**Your objective**
Beginning at the line that contains "Objective — one point per instance of the pirate", write out each remaining line of the entries below exactly as it stands.
=== Section Start ===
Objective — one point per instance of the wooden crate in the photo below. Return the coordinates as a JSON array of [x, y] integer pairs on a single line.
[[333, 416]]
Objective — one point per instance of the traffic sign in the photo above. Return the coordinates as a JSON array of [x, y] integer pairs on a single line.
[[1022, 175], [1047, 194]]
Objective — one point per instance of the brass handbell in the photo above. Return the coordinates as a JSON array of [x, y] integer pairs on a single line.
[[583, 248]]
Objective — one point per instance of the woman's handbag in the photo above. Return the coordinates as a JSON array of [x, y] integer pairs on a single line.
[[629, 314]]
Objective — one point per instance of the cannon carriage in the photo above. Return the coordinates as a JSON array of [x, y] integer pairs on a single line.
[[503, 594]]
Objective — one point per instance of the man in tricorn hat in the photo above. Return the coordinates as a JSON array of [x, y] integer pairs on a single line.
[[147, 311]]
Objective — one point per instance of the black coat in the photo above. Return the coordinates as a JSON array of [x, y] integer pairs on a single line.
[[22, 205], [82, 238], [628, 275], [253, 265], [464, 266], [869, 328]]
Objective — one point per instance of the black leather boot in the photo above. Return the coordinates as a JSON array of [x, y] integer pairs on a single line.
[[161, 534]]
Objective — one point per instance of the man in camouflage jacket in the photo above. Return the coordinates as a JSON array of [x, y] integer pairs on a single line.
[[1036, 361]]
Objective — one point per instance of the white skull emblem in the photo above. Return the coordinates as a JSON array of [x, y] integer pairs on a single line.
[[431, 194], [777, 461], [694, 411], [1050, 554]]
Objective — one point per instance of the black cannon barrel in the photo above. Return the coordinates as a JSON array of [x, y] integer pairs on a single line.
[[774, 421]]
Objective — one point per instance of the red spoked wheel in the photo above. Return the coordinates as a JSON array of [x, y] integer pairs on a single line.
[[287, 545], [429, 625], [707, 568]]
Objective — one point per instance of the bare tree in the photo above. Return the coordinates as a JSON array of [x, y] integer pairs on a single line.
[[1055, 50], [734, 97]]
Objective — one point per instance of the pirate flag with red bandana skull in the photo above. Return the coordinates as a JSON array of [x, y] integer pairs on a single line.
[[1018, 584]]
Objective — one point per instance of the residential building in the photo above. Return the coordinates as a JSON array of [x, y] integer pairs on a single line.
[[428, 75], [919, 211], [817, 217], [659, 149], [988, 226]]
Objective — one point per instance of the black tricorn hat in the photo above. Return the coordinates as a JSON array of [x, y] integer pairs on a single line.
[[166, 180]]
=== Section End ===
**Exercise response**
Objective — one point per instance of the pirate flag with red bandana skull in the photo above. Return the coordinates as a JSON array of [x, y] integer pairs on a single line.
[[1018, 584]]
Objective — one point per instance of the residential building in the photo above. Return the coordinates as a JSON array of [x, y] integer pairs on a single line.
[[428, 75], [919, 211], [817, 217], [659, 149], [988, 226]]
Objective — one point per instance of the black tricorn hat in the photo above. Return the coordinates as a JSON array of [x, y] integer pairs on a single line.
[[166, 180]]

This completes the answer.